TEXT EXTRACT
☆ ☆ ☆ ☆

The house struggled to find its way after the death of its founder in 1982, going through several creative directors. (Rousteing is the seventh since Balmain’s death.) Until recently, Balmain’s most notable successor was Oscar de la Renta, whose poised, ladylike clothes were a natural fit for the label when he took over in 1993. As Time noted, “If Balmain wants to catch up to the 1990s without leaping into the 21st century, the house made a very shrewd choice.”

Olivier Rousteing, Kendall Jenner, and Gigi Hadid (AP)

For better or for worse, Balmain is now firmly planted in the present moment. The change started 10 years ago, when Christophe Decarnin arrived as creative director. He brought to Balmain the personality—and look—of a rock star, at prices only a rock star could afford. Then, in 2011, Decarnin’s assistant Rousteing took over, only to see his first runway show widely panned by critics. For New York magazine’s Cathy Horyn, the over-the-top embellishment and 1980s-inspired excess didn’t evoke the house’s beloved founder so much as Evil Knievel.

Rousteing’s approach marks a major departure from Balmain’s more demure style. In 2012, he became one of the first luxury-brand designers to embrace Instagram, where he parades his more outlandishly dressed celebrity muses. Shiny, braided, and bedazzled, Rousteing’s clothes seemed calibrated for viewing on the small screen; the intimacy of the format has had the effect of making something inherently exclusive seem accessible to the masses. And Rousteing has found a family of fans who share his taste for excess and his talent for exploiting social media: the Kardashians.

☆ ☆ ☆ ☆

Entries from a point labeling set

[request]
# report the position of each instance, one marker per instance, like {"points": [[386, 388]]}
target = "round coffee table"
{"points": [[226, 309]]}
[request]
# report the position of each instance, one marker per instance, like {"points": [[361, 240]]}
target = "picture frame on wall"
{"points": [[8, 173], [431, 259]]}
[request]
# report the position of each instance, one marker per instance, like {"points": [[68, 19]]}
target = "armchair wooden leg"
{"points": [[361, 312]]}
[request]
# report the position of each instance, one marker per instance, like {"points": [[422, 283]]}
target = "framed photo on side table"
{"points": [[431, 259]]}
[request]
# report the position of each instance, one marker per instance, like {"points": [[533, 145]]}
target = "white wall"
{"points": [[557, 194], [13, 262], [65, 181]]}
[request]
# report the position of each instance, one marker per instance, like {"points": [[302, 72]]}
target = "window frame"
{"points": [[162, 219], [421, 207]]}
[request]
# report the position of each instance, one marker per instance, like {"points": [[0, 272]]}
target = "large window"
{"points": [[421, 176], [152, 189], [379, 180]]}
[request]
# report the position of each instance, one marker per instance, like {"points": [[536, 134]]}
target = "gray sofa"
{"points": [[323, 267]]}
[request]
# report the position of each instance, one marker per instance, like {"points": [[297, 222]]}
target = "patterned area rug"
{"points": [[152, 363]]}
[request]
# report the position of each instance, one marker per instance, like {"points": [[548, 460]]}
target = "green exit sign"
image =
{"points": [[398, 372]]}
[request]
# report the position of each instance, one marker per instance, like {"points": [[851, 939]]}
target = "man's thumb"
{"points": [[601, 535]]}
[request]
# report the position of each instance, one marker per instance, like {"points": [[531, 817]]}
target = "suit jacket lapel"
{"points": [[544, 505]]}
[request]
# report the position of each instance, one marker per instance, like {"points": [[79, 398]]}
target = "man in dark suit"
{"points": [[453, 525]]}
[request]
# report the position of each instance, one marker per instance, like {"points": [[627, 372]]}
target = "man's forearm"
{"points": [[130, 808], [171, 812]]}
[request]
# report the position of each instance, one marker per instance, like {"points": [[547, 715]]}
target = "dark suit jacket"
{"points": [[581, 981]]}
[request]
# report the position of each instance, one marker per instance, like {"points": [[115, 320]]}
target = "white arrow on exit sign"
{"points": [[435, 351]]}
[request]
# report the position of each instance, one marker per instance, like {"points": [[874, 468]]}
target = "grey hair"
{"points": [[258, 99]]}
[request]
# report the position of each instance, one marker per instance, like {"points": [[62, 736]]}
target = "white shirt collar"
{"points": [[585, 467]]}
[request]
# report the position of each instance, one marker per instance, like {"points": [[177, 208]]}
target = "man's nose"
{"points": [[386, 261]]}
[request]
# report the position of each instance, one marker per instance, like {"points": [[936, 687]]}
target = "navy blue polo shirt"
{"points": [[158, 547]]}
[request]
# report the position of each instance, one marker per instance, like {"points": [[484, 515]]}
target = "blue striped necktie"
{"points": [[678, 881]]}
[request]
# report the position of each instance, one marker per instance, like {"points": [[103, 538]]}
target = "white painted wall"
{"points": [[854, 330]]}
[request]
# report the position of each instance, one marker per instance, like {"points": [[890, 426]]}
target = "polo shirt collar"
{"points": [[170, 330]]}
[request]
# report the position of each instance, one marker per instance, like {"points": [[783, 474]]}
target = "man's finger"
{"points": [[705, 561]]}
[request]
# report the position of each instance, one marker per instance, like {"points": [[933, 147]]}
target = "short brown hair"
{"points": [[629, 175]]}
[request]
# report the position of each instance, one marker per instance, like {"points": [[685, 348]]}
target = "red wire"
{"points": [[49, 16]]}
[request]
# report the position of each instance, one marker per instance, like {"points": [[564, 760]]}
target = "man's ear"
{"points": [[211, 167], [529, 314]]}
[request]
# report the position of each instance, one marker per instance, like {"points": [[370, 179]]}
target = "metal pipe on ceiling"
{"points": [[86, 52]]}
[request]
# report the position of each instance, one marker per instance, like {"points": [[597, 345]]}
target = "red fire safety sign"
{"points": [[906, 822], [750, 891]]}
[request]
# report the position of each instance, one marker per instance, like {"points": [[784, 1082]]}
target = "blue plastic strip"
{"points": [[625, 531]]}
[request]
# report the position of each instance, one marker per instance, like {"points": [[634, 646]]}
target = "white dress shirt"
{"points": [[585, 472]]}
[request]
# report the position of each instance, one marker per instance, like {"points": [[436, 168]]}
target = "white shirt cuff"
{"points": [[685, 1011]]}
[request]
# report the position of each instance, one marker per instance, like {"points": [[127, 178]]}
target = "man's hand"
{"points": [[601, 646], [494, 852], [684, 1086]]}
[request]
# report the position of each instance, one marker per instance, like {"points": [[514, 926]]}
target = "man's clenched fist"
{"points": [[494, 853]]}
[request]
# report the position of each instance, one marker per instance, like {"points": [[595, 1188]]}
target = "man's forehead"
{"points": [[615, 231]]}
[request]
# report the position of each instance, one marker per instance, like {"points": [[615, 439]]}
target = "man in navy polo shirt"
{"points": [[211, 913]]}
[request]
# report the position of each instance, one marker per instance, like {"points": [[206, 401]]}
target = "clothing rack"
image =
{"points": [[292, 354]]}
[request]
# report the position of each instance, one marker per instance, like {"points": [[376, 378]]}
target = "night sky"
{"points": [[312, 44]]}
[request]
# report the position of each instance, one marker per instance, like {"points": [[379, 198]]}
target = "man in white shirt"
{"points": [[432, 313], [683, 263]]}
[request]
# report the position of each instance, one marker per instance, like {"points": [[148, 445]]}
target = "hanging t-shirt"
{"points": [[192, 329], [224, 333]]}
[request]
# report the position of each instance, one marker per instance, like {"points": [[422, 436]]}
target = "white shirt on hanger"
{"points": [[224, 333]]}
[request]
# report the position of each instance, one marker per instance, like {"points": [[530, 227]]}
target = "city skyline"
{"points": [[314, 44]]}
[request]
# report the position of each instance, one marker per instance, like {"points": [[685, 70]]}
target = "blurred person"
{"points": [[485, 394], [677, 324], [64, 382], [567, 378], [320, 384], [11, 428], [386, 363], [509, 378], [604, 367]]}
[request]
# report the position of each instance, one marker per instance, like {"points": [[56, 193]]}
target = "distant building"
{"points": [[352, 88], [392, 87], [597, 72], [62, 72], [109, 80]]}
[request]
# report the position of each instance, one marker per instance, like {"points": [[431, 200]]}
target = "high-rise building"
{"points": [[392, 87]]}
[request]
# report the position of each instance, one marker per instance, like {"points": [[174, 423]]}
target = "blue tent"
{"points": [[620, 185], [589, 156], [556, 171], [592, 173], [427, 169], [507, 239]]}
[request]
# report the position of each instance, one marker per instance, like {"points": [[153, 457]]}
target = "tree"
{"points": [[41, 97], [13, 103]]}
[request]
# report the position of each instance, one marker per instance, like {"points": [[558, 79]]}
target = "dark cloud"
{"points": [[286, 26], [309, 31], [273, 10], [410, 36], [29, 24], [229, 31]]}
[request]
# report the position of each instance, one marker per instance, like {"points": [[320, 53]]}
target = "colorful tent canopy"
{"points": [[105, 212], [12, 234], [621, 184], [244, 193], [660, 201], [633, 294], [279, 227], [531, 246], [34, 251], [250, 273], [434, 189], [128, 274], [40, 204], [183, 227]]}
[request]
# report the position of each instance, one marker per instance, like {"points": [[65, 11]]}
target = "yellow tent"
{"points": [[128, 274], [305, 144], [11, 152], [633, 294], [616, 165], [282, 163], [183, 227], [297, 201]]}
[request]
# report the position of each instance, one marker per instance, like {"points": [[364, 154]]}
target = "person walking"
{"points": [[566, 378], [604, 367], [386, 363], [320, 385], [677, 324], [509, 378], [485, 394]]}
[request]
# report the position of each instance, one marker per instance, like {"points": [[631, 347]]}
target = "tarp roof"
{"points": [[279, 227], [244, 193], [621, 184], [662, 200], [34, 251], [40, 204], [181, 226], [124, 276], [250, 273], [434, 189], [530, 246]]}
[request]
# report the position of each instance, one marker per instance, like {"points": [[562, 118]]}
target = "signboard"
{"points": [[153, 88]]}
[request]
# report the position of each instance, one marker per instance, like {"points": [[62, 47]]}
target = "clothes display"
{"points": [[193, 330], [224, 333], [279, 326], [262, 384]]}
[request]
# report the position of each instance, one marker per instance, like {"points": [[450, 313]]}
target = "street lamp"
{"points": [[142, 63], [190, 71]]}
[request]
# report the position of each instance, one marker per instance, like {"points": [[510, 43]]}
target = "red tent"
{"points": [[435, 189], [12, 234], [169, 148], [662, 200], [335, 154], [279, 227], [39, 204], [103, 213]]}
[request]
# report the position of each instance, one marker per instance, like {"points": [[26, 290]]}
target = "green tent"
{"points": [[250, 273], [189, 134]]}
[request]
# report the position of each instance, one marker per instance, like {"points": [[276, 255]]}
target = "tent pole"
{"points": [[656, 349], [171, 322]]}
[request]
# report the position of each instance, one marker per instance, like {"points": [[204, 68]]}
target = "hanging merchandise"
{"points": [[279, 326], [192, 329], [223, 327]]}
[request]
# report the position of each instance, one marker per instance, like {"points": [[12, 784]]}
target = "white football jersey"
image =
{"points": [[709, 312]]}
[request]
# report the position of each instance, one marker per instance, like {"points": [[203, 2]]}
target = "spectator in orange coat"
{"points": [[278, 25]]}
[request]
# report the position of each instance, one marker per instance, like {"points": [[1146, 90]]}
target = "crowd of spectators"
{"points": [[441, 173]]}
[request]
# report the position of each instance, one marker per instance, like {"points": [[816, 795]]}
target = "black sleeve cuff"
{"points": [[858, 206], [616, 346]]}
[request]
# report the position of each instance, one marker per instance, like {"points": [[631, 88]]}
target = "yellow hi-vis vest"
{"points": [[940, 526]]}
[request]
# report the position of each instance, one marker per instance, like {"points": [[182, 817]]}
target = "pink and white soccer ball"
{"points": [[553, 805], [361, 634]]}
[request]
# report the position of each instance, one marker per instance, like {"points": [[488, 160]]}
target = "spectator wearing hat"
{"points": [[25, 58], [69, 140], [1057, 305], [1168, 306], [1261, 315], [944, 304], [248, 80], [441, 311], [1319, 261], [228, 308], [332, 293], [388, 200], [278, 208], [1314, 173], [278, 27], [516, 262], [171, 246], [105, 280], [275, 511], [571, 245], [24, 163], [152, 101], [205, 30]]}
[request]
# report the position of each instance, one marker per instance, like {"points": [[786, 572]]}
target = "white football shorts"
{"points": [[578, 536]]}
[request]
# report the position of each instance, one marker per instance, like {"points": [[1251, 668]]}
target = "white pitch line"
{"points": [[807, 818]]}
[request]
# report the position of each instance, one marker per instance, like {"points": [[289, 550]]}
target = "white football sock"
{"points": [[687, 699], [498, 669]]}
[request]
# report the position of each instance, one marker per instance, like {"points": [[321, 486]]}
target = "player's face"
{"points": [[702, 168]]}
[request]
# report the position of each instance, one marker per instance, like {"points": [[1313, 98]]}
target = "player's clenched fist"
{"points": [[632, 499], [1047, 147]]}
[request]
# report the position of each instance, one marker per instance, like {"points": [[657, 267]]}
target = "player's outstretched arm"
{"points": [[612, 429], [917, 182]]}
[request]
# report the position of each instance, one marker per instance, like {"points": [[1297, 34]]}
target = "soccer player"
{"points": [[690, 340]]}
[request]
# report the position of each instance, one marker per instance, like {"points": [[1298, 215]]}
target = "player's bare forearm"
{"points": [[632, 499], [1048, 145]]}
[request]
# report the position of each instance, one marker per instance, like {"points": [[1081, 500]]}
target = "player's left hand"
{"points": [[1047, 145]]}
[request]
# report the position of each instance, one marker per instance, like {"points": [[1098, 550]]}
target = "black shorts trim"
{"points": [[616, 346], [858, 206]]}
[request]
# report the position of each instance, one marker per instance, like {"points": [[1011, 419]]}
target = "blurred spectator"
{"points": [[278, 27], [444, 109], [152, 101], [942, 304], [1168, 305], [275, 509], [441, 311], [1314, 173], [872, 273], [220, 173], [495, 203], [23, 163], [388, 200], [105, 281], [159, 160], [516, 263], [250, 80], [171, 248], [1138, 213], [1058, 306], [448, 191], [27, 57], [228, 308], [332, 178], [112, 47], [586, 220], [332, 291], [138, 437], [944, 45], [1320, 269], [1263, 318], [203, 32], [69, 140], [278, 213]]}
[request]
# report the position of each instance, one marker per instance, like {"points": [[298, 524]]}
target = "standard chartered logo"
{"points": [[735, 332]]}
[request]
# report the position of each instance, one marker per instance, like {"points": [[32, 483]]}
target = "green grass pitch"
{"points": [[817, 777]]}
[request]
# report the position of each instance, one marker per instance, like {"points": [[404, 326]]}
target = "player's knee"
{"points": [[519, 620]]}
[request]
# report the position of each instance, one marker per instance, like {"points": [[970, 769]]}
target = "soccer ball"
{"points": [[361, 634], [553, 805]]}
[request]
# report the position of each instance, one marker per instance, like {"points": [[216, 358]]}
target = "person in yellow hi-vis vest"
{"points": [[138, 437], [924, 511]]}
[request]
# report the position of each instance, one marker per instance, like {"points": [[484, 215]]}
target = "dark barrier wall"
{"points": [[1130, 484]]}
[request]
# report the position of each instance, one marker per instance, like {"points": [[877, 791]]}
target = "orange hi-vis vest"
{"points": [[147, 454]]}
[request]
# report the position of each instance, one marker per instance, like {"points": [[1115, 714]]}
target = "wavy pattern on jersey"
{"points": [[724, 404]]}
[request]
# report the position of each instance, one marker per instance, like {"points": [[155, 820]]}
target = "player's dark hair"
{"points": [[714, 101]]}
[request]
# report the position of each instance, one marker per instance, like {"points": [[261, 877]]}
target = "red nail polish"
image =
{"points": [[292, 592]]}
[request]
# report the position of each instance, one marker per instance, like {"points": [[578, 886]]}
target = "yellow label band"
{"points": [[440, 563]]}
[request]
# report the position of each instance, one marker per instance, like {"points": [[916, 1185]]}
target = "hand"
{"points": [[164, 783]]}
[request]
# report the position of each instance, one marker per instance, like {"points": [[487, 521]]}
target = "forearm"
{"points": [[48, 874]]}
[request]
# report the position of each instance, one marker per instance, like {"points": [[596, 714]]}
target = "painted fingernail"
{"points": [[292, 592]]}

☆ ☆ ☆ ☆

YOUR TASKS
A. According to the Balmain passage, in what year did Olivier Rousteing take over at the house?
B. Identify every line in the entries that contains the string "tent", treating uppercase and lowercase as different.

ANSWER SET
A. 2011

B.
target = "blue tent"
target = "colorful tent canopy"
target = "yellow tent"
target = "red tent"
target = "green tent"
target = "tent pole"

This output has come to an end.